__SOURCE EXTRACT__.
# Beachwheels Kayak Cart Beach



## kayakone (Dec 7, 2010)

A few people have made enquiries lately about carts, and a few with heavy kayaks such as a Hobie AI.

Whatever you paddle or pedal, I don't think you can go past these. I bought one 6 months ago, and never looked back. It will carry a fully loaded AI (with camping gear; fishing gear; and food and water, with ease. Safe working load is 80 kgs.










The cart is the Kayak Cart Beach (KCB). 
http://www.wheeleez.com/kayak-cart-beach.php ... and the Australian supplier is Beachwheels Australia
http://beachwheelsaustralia.com/the-kay ... z-wz1-kcb/



















*Note the stainless steel snap clip with allows dimantling of the balloon wheels for transpoting. The frame collapses nearly flat.*










*The only modification I have done is I replaced the 2.5 cm Wheeleez tape with a longer one (adjustable via a tape knot). This has lowered the lift height required for heavy yaks like the AI.*

The reports so far from others who have these carts are all good. Sunshiner's mob, Noosa Yakkers, must have about 50 of them now, and have had them for up to a year or so, with not one report (as far as I know) of any problems.

Quite simply, the KCB makes shifting kayaks easy.

trev


----------



## BIGKEV (Aug 18, 2007)

x2 on these things, they are amazing. I dragged my yak (borrowed K1's trolley) up a steep and very soft sand dune cutting with ease. It was a job that I had been dreading but this thing made it remarkably easy.

I will be getting one in the near future, they are worth every cent.

Kev


----------



## Guest (Jan 7, 2013)

Comment removed


----------



## Huwie (Mar 16, 2008)

They also work for dogs.


----------



## Agent009 (Jan 3, 2012)

How do these compare with C-Tug?

Which is the better product? C-Tug have good reviews and can be found for half the price if you look around.

[Entries from a point annotation set]

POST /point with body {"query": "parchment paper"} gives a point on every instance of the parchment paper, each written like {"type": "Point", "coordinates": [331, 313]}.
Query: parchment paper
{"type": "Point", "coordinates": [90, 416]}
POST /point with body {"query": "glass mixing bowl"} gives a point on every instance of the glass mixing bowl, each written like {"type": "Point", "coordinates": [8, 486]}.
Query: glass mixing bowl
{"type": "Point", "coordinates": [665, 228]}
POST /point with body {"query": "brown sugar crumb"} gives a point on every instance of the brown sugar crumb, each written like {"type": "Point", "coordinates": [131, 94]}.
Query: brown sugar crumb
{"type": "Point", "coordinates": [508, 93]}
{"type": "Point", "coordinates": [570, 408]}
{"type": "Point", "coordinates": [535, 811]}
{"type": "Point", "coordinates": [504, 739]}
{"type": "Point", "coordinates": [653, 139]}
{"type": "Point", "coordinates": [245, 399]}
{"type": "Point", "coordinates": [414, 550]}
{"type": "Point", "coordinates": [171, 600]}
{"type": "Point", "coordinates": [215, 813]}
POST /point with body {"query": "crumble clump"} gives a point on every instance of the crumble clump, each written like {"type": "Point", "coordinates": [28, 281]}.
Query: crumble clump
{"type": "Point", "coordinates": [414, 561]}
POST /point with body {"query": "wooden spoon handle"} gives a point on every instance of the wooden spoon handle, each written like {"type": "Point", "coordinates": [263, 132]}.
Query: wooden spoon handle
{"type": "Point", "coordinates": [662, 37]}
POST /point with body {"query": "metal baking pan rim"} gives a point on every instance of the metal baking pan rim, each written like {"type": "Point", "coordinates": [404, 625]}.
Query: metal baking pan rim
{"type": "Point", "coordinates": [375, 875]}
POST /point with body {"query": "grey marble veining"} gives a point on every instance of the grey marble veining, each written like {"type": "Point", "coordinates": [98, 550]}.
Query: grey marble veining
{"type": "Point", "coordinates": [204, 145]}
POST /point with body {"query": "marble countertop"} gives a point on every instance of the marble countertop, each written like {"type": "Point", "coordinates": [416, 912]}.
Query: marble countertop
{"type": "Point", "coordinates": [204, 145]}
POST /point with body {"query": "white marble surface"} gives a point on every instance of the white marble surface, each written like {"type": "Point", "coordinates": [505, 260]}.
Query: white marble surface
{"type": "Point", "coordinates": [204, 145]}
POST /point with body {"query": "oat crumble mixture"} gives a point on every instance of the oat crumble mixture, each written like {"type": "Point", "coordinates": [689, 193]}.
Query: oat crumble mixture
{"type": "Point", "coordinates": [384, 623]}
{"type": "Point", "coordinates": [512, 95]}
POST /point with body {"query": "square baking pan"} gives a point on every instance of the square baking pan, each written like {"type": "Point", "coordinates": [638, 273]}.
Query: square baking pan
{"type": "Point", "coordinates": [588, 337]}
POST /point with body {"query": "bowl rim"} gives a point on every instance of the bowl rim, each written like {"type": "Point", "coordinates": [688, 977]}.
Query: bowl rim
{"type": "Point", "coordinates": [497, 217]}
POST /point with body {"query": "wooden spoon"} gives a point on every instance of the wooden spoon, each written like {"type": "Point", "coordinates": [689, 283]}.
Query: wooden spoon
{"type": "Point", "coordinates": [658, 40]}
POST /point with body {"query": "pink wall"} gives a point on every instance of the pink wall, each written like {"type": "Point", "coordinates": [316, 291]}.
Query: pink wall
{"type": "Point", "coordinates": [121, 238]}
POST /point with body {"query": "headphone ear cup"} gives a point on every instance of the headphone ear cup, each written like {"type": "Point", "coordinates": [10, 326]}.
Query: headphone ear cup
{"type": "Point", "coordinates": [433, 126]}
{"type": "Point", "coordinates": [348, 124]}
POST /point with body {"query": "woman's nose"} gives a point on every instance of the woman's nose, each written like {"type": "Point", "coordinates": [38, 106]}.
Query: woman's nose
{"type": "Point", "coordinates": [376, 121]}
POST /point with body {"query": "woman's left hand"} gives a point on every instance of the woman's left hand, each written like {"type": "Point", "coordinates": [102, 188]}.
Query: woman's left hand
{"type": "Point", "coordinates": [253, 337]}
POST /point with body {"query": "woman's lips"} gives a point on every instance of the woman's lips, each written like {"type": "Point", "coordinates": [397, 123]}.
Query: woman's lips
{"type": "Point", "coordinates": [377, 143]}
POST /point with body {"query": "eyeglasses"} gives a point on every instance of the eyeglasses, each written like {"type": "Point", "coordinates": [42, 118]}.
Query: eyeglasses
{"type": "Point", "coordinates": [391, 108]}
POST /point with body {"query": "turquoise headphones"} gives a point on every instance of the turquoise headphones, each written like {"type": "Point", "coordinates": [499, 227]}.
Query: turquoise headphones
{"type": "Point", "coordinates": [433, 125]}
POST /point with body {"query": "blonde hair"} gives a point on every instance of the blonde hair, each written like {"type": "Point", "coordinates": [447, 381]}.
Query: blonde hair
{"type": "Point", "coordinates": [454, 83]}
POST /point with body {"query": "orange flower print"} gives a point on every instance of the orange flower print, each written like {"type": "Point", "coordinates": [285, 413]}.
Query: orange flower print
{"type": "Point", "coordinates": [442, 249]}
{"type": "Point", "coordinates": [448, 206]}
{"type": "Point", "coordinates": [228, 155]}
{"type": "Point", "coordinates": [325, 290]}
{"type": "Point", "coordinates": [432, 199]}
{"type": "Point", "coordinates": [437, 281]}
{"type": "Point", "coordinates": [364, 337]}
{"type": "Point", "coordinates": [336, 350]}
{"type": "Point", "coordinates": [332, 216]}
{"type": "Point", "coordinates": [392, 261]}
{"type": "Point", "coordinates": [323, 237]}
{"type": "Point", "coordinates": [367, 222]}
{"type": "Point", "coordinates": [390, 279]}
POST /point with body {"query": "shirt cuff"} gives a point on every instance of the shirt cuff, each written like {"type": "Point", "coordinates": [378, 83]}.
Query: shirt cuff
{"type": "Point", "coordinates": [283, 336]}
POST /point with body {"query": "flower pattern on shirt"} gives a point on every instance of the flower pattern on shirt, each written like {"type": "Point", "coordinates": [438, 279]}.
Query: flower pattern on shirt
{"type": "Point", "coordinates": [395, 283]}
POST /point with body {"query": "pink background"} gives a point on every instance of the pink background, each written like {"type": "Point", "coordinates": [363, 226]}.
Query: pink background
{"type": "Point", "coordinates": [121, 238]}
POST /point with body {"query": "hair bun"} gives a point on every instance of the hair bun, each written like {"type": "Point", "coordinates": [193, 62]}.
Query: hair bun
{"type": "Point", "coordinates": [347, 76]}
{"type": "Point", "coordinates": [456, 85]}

__WORK TO COMPLETE__. Resume the forum thread about the beach kayak cart, picking up right after its final post.

__RESULT OF THIS EXERCISE__.
----------



## tomsie (Jul 25, 2008)

I have a c-tug and it is utterly craptastic for pulling my evo through anything sandy (drags the yack off the trolley no matter how tight it's strapped on) - Looking at replacing with these very soon as they seem much better suited for beach launching.

Matt


----------



## Agent009 (Jan 3, 2012)

Thanks Matt


----------



## kayakone (Dec 7, 2010)

SteveR said:


> Are they wider than Hobie sand wheels? If so, how much?


Considerably... these are 17 cms wide (unladen). Not sure of the Hobie wheel dimensions, but they are narrower. Also, the Hobie wheels are only 24 cm diameter, whereas these are 30 cm, so much less rolling resistance.



Agent009 said:


> How do these compare with C-Tug?
> 
> Which is the better product? C-Tug have good reviews and can be found for half the price if you look around.





BIGKEV said:


> x2 on these things, they are amazing. I dragged my yak (borrowed K1's trolley) up a steep and very soft sand dune cutting with ease. It was a job that I had been dreading but this thing made it remarkably easy.
> 
> I will be getting one in the near future, they are worth every cent.
> 
> Kev


Is that your answer? This was a fully loaded Evo 495, and the ramp was about 30 degrees, had very soft sand and also had two 250 cm dirt jump-ups as well. The C-tug would have been impossible.

trev


----------



## sunshiner (Feb 22, 2006)

Yep, every yakker I know who has one of these and has to contend with soft sand thinks they are one of the best accessories they've ever purchased. There is one minor issue, however. The wheels alone are very expensive and thus could be attractive to thieves. This means that to thwart them you need to either secure the wheels somewhere they can't be accessed or devise a security system so that they can't easily be separated from the frame, which can be locked to any appropriate anchor point. The clips which are supplied to make it easy to remove and replace the wheels are (a) unreliable (one of mine disappeared between the car and the beach), and (b) not a suitable means of securing the wheels. Among the solutions that Noosa Yakkers have devised are locks which go through the holes used by the wheel clip, and bolts and other arrangements which require tools to separate the wheels from the frame. Note that the wheels alone are very big, and will probably not fit into most fishing kayak hatches.

In over a hundred beach launches I have never had an issue with them and have never adjusted the tyre pressure. I keep the puncture repair kit in the car glove box just in case.

Kev


----------



## Salty Dog (Sep 18, 2005)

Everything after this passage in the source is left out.